Stored items from a collection:
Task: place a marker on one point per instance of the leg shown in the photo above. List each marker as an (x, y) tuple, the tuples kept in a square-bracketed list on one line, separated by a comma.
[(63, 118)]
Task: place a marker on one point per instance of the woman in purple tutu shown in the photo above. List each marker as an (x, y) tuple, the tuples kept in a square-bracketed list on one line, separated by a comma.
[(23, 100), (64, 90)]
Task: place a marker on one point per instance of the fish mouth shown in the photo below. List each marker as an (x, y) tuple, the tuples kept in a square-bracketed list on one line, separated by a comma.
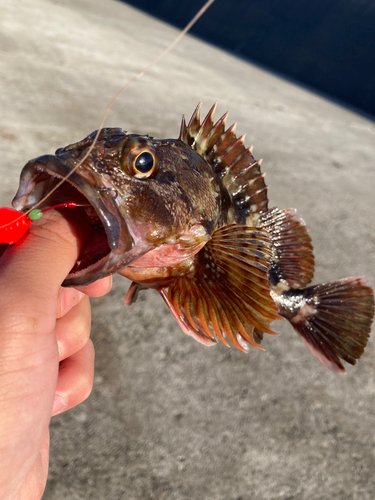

* * *

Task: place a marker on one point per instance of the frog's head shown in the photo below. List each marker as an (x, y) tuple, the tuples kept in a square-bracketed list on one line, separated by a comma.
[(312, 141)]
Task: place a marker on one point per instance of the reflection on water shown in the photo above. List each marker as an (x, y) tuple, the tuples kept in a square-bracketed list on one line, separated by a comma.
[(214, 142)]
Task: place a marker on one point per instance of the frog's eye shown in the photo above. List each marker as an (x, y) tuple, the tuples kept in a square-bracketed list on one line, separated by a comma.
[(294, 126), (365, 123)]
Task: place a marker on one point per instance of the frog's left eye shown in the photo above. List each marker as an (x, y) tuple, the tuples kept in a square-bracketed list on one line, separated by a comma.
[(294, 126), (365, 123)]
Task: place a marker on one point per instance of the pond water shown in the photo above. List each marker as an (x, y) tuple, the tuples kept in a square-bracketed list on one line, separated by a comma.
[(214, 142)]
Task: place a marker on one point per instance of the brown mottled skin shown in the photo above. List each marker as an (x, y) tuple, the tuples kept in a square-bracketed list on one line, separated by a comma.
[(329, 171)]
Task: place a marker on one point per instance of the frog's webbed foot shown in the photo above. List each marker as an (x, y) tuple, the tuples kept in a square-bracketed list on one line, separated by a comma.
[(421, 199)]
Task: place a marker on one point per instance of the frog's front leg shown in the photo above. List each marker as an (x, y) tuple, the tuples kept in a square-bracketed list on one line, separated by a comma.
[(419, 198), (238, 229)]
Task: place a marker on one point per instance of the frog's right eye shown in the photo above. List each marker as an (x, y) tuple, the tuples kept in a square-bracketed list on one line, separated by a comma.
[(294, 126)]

BRIEF -
Copy out every line of the material from the line containing "of the brown" through the line containing "[(419, 198), (238, 229)]", adding 42 to each x and y coordinate and leaving all other text unchanged.

EXERCISE ANSWER -
Task: place a marker on one point per instance of the brown mottled skin shown in the photo above. List each marker as an (x, y) tuple, the tuples kept in a square-bracketed list on one line, separated by a comma.
[(371, 213)]
Task: place a marker on one point per instance of the frog's webbed foot shown in the photo above. List each marker as an (x, y) tuple, the tuples kept in a square-bracketed list on one line, separated by a comma.
[(463, 241)]
Task: place a marker on one point per instance of the frog's front leg shown in the photo above. List each marker as an (x, y) tuple, the tuples kept in a square-bracketed list on one line, separated by a comma.
[(461, 240), (280, 271)]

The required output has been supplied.